TASK ITEM:
In the text on direct methods in X-ray crystallography, which computer programs are named as embodying Hauptman and Karle's theory?

PAGE EXTRACT:
In X-ray crystallography we can measure the intensity of each diffracted beam, but the phase of the wave is lost, making it impossible to reconstruct the electron density directly. Hauptman and Karle solved this famous “phase problem” by introducing probability-based “direct methods.” They derived mathematical relationships among many reflections and created a protocol that estimates phases collectively. As a result, small-molecule crystal structures that once required months of trial and error could be solved in days or even hours. Being able to pin down the 3-D shape of drug candidates so quickly speeds up drug discovery and benefits industries that rely on precise materials such as catalysts and batteries.

To obtain the electron density ρ(r) from diffraction data I(hkl) we must perform an inverse Fourier transform, but this requires the phases φ(hkl), which are not measured experimentally. Hauptman and Karle used the real-space constraints that electron density is non-negative and localized at atomic positions, and from the distribution of normalized structure factors (E values) they computed structure invariants. Their tangent formula supplies phase correlations among three or more reflections and serves as the workhorse for iteratively improving an initial phase set. The theory was embodied in computer programs such as MULTAN, SHELXS and SIR, bringing essentially automatic ab initio structure determination of small molecules with up to ~200 atoms. Direct methods were later extended to electron diffraction, enabling the analysis of nanocrystals and complex inorganic oxides and thus widening the reach of structural chemistry. More recently, hybrid strategies like SHELXD and ARCIMBOLDO apply the principles to proteins, showing that the concept can be stretched to macromolecules as well.

DATA SECTION:

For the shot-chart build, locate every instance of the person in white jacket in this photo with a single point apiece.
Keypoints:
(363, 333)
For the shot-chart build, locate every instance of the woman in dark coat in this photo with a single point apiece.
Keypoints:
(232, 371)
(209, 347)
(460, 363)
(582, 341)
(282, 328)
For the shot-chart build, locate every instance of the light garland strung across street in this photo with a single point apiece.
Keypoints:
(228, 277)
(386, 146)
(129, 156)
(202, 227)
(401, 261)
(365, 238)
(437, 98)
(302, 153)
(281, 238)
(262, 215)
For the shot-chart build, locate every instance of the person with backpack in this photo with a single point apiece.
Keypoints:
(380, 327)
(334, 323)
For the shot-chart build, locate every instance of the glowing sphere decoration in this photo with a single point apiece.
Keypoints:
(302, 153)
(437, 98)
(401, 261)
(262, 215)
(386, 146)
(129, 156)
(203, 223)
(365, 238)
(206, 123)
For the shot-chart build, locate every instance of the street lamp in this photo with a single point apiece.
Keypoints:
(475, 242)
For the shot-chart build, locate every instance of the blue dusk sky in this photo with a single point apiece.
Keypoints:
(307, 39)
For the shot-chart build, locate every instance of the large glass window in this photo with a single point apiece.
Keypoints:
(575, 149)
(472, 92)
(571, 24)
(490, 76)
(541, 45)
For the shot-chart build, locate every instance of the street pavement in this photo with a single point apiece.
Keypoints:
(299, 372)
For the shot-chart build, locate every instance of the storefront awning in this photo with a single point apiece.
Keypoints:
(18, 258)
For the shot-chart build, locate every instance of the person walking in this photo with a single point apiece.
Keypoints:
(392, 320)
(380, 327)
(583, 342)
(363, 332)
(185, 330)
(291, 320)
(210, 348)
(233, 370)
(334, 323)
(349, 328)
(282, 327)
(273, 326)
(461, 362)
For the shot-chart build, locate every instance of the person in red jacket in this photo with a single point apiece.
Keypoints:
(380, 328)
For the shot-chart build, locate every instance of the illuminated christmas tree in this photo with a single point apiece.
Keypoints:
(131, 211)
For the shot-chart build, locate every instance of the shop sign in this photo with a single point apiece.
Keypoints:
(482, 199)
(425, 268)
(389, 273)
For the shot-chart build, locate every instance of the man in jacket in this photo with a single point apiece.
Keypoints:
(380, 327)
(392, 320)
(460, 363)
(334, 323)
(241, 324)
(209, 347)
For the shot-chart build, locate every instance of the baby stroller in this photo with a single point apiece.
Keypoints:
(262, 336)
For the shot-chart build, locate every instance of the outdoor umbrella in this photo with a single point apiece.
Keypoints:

...

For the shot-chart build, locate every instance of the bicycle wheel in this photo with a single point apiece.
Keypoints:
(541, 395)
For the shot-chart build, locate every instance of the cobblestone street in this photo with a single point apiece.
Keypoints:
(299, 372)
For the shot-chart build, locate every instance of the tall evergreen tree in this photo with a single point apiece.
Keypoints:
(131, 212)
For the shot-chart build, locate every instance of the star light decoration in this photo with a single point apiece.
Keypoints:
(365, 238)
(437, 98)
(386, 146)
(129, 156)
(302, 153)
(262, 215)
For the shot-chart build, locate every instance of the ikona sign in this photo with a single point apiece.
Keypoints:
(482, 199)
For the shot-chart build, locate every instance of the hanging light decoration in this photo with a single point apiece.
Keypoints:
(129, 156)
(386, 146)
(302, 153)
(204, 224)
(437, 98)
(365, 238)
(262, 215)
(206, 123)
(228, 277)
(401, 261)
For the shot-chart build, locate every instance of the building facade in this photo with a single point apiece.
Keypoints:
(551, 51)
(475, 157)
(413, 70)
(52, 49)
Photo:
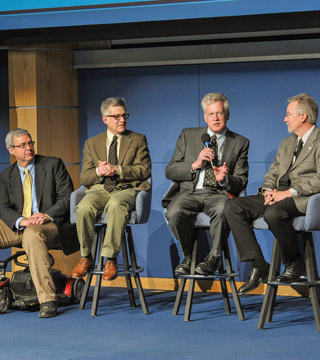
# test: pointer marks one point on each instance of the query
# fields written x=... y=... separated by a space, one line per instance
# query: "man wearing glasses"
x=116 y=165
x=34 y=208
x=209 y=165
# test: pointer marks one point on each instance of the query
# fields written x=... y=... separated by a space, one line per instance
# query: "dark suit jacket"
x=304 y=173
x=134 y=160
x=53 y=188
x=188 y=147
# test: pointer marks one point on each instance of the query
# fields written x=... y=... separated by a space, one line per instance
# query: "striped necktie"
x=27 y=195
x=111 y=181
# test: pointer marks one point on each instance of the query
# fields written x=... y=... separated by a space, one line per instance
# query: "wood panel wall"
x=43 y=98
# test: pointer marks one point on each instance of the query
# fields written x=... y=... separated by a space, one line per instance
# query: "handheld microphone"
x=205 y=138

EXPECTED ANSWER:
MULTAN, SHELXS and SIR.